WHAT IS BEING ASKED => Please write out each of the following rows word for word, without changing anything.

____ RAW RECORDS

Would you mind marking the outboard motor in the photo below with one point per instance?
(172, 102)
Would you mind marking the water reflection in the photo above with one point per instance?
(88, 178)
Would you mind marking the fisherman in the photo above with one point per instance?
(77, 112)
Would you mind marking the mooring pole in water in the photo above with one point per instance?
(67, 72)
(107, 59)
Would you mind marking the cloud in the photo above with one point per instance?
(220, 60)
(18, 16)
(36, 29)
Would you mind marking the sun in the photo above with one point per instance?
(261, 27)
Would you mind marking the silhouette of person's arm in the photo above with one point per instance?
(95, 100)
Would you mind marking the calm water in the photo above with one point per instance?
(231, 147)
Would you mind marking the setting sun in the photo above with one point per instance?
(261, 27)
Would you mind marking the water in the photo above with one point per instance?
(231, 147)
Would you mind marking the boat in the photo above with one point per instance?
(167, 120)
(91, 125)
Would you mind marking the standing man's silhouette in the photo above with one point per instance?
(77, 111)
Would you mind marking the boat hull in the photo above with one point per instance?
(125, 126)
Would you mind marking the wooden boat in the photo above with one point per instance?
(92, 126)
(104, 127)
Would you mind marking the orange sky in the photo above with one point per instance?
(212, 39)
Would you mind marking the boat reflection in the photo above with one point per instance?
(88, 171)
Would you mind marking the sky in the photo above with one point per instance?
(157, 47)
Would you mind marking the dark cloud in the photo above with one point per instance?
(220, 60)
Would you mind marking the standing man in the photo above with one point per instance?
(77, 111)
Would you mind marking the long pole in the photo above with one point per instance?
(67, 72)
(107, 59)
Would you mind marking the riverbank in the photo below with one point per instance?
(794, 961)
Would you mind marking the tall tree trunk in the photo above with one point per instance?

________

RESPONSE TO THIS EXERCISE =>
Would you mind marking the outboard motor in the photo below with one point per instance?
(172, 102)
Would you mind marking the water reflection in the photo above with one point per instance?
(88, 178)
Would you mind marking the fisherman in the photo above with one point per instance?
(77, 112)
Would you mind marking the mooring pole in water in the photo above with one point per instance?
(67, 72)
(107, 59)
Would you mind marking the cloud in the photo above with one point per instance?
(220, 60)
(18, 16)
(36, 29)
Would you mind marking the sun in the photo above with one point per instance?
(261, 27)
Would you mind marking the silhouette of person's arm in the photo above with one point per instance?
(95, 100)
Would you mind marking the calm water in the photo above with one point per instance?
(231, 147)
Would you mind marking the setting sun in the photo above with one point per instance?
(261, 27)
Would you mind marking the water in the photo above with one point per instance?
(231, 147)
Would you mind marking the boat in the photo above with one point per instance?
(167, 120)
(91, 125)
Would you mind marking the standing man's silhouette in the photo above with one point per instance?
(77, 111)
Would you mind marking the boat hull in the photo above with one point per instance?
(125, 126)
Would you mind marking the wooden boat in the photo above with one point per instance?
(92, 126)
(104, 127)
Would you mind marking the orange sky in the photo above with one point per instance?
(212, 39)
Would you mind marking the boat reflection in the photo above with one point per instance?
(88, 171)
Would you mind marking the sky in the photo above with one point per instance?
(157, 47)
Would you mind marking the dark cloud in the photo above with one point per instance?
(220, 60)
Would you mind marking the standing man in the photo above with one point per instance?
(77, 111)
Would you mind marking the long pole in the photo above with one point per instance?
(67, 72)
(107, 59)
Would you mind marking the riverbank in the photo below with one point per instance?
(794, 961)
Would you mind marking the tall tree trunk in the photo above with one point per instance?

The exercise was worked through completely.